- Aim of the exercise
According to the Antimatter 2012 installation description, how many performative videos make up Methods for Composing Random Compositions?

- Provided passage

Antimatter 2012

Media Installations

October 13 to 27, 2012

 

in the main Deluge gallery

Methods for Composing Random Compositions
(seventeen sound performances)

Adán De La Garza

Arising from his investigations into the social and political implications of audio deterrents and sonic weaponry, punk/glitch/noise music and his concept of rejected sounds, De La Garza has inserted himself into these 17 performative videos involving chance and non-musical objects which generate sound for duration-based compositions.

According to De La Garza, “the props employed for the performances in Methods for Composing Random Compositions were selected for their sonic qualities or ability to produce sound through their usage. Some of the props have more sonic warfare tendencies with the explosive qualities such as the bomb bags, rat traps or confetti poppers, while others—such as the soap bottles or wind up teeth—have less of a violent presence and focus more on the function of the prop and its influence over the duration of the performance.”

“The performances are determined by setting parameters for the beginning and end. The beginning consists of activating the props and the end happens when all the potential for sound has become extinct. The space in between these two parameters is where the composition takes place. I cannot control how these props function or how long it takes for them to perform their duty in the performance, which is a determining factor in the length of the performance. The objective to be accomplished is a key factor in the duration of the performances and at times is not simply determined by the props but by my physical restraints. With some of the performances, the end came about when it felt like most of the sounds had been produced but mainly due to exhaustion.”

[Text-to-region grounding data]
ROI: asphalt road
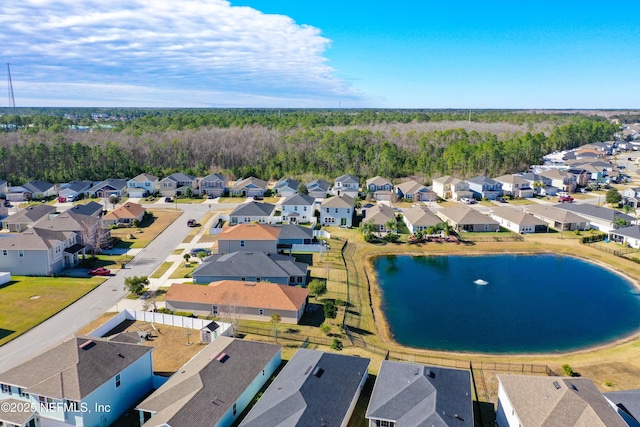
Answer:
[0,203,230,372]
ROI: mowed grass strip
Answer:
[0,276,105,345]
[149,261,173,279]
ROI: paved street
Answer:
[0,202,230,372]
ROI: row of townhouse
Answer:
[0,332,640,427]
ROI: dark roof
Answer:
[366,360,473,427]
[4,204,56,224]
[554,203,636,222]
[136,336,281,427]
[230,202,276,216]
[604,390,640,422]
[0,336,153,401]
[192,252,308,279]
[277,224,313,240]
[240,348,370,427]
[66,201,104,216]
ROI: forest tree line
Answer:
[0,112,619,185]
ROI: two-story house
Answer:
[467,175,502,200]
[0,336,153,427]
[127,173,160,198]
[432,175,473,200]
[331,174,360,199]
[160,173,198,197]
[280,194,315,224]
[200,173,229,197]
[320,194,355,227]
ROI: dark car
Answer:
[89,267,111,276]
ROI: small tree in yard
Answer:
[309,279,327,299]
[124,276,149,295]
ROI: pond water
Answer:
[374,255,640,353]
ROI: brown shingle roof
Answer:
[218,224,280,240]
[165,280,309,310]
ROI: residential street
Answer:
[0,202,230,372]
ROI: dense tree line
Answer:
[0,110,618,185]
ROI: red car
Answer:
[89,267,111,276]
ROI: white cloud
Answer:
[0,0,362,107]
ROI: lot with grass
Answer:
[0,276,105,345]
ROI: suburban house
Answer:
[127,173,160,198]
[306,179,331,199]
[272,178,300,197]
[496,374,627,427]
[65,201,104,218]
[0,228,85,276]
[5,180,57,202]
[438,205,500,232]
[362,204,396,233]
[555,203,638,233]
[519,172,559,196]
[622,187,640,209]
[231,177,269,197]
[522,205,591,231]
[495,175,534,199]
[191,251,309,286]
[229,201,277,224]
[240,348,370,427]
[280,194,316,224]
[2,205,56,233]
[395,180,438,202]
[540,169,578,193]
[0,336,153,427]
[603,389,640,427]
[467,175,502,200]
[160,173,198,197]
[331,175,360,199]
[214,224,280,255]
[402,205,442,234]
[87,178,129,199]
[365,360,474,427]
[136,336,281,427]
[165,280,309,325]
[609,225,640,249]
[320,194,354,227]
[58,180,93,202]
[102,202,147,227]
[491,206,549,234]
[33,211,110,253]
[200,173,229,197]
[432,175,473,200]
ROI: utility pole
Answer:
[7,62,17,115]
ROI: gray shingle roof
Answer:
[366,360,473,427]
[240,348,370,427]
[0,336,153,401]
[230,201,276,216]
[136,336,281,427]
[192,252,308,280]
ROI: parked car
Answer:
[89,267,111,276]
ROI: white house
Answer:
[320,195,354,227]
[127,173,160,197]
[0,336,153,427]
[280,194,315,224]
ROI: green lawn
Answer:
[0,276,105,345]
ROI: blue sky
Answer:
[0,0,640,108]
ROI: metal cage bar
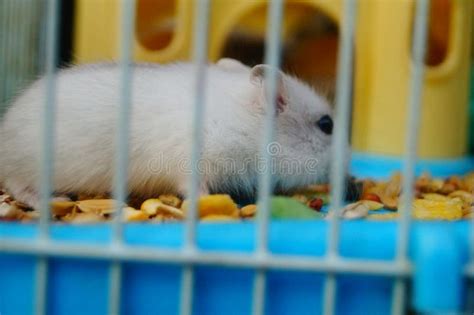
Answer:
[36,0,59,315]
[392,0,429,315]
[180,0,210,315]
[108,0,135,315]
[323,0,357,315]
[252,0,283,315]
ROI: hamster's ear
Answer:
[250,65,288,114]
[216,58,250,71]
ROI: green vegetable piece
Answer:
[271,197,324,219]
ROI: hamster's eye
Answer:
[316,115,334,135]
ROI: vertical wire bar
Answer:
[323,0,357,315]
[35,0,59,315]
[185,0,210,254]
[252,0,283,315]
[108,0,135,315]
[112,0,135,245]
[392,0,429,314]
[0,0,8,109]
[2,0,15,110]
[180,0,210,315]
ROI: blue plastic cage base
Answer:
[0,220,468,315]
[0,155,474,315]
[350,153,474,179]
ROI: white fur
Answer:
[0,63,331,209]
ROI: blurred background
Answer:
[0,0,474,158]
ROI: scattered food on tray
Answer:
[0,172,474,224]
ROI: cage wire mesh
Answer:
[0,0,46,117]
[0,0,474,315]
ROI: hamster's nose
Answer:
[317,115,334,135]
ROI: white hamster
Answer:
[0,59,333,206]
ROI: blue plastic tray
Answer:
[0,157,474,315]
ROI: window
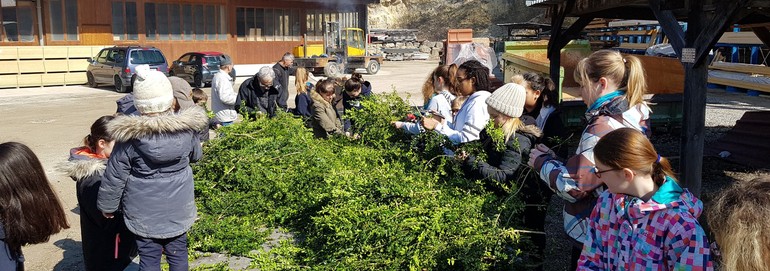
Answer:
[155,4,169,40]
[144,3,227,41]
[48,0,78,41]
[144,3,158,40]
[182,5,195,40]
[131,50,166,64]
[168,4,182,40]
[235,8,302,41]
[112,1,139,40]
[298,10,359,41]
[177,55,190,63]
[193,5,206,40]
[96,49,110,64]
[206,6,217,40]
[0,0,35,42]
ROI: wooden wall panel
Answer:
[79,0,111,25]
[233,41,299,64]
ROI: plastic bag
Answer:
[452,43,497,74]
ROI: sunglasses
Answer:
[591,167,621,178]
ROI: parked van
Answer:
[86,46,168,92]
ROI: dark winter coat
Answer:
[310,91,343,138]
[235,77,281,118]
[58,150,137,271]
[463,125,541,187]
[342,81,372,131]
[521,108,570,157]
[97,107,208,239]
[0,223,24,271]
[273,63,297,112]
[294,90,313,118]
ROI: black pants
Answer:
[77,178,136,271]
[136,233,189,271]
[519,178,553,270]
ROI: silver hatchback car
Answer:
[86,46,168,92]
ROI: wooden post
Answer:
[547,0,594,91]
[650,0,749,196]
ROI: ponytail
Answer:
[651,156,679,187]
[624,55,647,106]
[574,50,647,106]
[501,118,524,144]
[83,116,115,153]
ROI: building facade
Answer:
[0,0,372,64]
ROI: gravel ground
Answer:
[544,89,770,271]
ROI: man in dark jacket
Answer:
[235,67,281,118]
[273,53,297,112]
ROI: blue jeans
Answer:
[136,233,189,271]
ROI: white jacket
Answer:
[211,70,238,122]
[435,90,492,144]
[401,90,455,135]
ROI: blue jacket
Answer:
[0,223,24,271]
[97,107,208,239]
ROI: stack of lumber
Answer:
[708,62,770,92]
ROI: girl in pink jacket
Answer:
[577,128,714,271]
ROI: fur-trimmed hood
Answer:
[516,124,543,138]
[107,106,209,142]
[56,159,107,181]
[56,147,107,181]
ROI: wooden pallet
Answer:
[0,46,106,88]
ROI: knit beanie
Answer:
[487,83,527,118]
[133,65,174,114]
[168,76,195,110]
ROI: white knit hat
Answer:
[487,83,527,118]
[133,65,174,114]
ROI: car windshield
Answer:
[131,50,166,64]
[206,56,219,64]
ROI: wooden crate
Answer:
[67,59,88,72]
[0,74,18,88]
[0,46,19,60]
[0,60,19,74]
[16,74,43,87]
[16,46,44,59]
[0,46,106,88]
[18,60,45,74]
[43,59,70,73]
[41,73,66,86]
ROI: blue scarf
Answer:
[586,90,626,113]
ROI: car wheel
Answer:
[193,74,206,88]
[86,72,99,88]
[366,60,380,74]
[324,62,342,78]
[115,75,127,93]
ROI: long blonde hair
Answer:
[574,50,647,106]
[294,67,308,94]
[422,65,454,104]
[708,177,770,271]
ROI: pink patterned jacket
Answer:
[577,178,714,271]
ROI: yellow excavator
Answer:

- Task response
Seventeen.